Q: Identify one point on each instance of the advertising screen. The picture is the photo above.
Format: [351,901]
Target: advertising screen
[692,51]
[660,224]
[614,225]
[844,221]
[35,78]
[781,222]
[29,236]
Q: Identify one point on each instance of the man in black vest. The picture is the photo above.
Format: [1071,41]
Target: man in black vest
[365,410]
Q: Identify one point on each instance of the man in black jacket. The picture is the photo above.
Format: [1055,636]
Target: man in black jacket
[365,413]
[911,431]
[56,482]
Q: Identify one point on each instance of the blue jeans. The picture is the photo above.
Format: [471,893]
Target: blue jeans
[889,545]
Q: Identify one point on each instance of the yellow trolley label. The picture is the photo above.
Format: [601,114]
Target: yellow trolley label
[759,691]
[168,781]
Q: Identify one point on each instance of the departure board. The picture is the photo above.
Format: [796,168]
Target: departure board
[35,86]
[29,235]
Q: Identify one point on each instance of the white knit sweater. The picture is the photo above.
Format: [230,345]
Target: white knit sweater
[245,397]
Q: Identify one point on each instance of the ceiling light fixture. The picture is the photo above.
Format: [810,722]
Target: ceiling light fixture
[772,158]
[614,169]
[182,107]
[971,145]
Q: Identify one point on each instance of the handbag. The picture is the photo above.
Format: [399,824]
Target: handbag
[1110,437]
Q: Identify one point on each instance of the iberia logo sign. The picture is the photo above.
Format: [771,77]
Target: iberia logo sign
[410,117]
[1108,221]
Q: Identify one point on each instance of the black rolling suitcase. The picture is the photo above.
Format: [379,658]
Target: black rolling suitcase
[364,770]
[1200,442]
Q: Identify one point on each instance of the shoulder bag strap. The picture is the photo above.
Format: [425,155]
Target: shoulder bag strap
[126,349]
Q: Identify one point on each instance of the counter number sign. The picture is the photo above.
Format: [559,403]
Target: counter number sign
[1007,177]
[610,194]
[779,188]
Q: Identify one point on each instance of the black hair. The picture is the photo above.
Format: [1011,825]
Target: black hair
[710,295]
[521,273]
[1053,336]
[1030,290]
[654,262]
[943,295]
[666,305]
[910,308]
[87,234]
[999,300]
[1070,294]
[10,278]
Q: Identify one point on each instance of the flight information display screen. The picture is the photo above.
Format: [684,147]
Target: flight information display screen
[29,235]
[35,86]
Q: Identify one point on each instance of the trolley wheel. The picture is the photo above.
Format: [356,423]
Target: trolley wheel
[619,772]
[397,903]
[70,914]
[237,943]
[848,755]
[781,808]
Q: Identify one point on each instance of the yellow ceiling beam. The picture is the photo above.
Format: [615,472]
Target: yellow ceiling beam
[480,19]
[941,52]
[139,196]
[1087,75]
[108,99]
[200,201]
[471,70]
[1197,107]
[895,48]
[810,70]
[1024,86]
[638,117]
....
Short task →
Repeat precisely the lines of the data starting at the one containing "Q: Identify one point on each instance of the black rolling", last line included.

Final answer →
Q: Identify one point on each instance of the black rolling suitcase. The picture is the photo above.
Format: [379,658]
Target: black rolling suitcase
[364,770]
[1200,442]
Q: Identify one point on each instance of the shoulder bag strap. The picture is the photo above.
Format: [425,155]
Target: shoulder bag strap
[126,349]
Q: Identify one point on each instance of the counter number sign. The picture is the photo above.
Format: [559,403]
Target: counter number sign
[1007,177]
[610,194]
[779,188]
Q: Identify one point on each instance of the black hair. The picture is the photo above.
Format: [1011,825]
Target: black hair
[710,295]
[521,273]
[1053,336]
[1030,290]
[654,262]
[943,295]
[666,305]
[910,308]
[87,234]
[999,300]
[1070,294]
[10,278]
Q: Identify one point on each instance of the flight information display screen. The picture is the photo above.
Format: [684,147]
Target: flight information display screen
[29,235]
[35,86]
Q: Identify one point on each instance of the trolley wheel. The picture is the photo above.
Format: [356,423]
Target: trolley wheel
[619,772]
[397,903]
[70,914]
[237,943]
[848,755]
[781,808]
Q: Identify one point on each instance of the yellow ceiling beam. The picture is the photo above.
Format: [615,472]
Target: yellow ceiling beam
[480,19]
[941,52]
[139,196]
[1087,75]
[108,99]
[200,201]
[471,70]
[1197,107]
[895,48]
[810,70]
[1024,86]
[638,117]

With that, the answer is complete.